# DIRECTIVE
Please repeat every one of the entries below word for word, leaving out the pictures.

***** RECORDS *****

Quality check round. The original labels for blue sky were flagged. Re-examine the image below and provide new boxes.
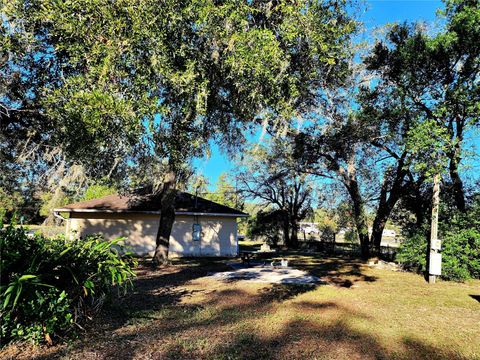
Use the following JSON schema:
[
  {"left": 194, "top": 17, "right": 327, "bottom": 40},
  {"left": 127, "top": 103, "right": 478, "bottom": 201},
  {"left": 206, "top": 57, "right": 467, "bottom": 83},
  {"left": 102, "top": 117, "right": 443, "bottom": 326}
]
[{"left": 194, "top": 0, "right": 476, "bottom": 185}]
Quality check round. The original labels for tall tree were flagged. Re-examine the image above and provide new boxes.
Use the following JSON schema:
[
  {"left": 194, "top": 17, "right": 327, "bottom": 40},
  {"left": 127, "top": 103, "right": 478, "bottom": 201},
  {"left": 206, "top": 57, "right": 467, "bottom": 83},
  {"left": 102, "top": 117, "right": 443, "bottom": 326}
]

*****

# WRITTEN SOLUTION
Quality check round. The original labels for blue sky were flagged. Re-examine the image below and provide new boxes.
Use the following JSON schema:
[
  {"left": 194, "top": 17, "right": 327, "bottom": 40},
  {"left": 127, "top": 103, "right": 478, "bottom": 201},
  {"left": 206, "top": 57, "right": 467, "bottom": 83},
  {"left": 102, "top": 117, "right": 443, "bottom": 326}
]
[{"left": 194, "top": 0, "right": 476, "bottom": 185}]
Quality check round. The original labels for tall tree were flagged. Re-examine the image above and provide new boxes.
Use the following JSON schema:
[
  {"left": 194, "top": 17, "right": 327, "bottom": 40},
  {"left": 127, "top": 103, "right": 478, "bottom": 201},
  {"left": 206, "top": 57, "right": 467, "bottom": 83},
  {"left": 102, "top": 117, "right": 443, "bottom": 326}
]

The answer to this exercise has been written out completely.